** start of SELECTED EXCERPT **

Basketball players can have personal trainers, stylists, chefs, advisors and court jesters. To this ever-growing support group you can add — believe it or not — a personal statistician.
A recent story in The New York Times chronicled the rise of Justin Zormelo, 30, a Georgetown graduate and former student manager for the Hoyas' basketball team. In trying to enhance efficiency and production, he works with individual players, not teams.
Zormelo, who has a degree in finance, said in a brief telephone conversation that his clients include such former Kentucky players as John Wall, Rajon Rondo, DeMarcus Cousins and Nazr Mohammed.
Zormelo represents a growing allegiance to statistics in sports at the expense of conclusions based upon repeated observation.
"Intangibles like a player's 'killer instinct' or his 'clutch performance' have given way to mathematical equations that quantify every aspect of the game," The Times' Scott Cacciola wrote.
Zormelo sits at a computer and crunches numbers for his clients. For example, he tries to quantify how productive a player is when he shoots after taking two dribbles rather than four, or how well he shoots from particular spots on the floor.

** end of SELECTED EXCERPT **
** start of SUPPLIED INFORMATION **

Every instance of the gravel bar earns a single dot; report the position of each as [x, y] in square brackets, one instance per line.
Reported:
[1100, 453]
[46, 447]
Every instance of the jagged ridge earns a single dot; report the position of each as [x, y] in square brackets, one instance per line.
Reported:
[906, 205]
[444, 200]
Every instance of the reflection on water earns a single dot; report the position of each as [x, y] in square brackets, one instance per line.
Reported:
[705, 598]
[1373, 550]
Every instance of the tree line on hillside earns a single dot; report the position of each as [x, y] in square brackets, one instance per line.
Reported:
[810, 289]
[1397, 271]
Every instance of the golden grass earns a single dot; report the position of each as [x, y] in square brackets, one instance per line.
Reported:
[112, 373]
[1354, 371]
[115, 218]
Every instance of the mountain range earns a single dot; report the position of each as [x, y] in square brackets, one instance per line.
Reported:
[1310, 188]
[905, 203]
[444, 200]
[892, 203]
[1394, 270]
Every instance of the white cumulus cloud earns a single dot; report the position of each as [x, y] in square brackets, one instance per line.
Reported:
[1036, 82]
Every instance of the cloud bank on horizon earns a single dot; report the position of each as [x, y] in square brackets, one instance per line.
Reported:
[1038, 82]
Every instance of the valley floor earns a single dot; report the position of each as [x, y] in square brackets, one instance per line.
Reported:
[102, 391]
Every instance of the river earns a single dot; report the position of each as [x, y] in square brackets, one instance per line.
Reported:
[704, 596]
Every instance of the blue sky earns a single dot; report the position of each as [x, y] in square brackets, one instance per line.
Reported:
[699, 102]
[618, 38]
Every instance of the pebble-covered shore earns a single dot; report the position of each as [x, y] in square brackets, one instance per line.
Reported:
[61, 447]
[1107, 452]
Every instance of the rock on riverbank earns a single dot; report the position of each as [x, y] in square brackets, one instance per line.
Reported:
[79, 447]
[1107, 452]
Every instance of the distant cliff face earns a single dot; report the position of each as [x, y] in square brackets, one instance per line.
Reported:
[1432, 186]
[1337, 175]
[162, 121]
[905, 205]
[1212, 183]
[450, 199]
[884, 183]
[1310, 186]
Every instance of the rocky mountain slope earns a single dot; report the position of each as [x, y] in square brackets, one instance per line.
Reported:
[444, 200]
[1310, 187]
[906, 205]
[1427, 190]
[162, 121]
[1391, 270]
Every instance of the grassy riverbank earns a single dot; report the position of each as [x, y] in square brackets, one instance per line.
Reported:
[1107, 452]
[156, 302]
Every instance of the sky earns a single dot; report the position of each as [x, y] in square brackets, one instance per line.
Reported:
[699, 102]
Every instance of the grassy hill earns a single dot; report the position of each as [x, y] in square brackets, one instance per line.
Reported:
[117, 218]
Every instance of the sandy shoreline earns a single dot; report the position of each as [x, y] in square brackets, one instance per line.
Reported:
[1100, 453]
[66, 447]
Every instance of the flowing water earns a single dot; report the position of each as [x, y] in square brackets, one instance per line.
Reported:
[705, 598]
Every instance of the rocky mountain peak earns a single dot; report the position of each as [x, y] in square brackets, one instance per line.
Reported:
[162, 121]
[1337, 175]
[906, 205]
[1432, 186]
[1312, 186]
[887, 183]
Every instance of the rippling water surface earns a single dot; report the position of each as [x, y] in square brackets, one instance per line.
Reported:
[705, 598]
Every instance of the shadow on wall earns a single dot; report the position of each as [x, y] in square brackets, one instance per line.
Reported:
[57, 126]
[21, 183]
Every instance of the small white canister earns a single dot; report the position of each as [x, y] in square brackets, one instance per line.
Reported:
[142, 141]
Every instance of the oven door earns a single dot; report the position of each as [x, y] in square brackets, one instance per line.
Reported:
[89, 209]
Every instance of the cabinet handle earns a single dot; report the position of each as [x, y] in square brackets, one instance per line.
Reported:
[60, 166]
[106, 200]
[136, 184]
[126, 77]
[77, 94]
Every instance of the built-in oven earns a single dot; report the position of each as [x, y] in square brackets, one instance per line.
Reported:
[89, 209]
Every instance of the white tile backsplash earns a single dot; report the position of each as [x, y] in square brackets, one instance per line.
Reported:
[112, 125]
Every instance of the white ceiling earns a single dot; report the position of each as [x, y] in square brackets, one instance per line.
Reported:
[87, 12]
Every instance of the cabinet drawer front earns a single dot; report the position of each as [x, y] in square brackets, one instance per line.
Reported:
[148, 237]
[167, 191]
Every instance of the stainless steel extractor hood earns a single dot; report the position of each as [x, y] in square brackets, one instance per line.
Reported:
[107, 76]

** end of SUPPLIED INFORMATION **

WRITTEN INSTRUCTION: According to the article on personal statisticians in basketball, what did Justin Zormelo do for the Hoyas' basketball team? The records were gathered from a separate source.

OUTPUT: He was a student manager for the team.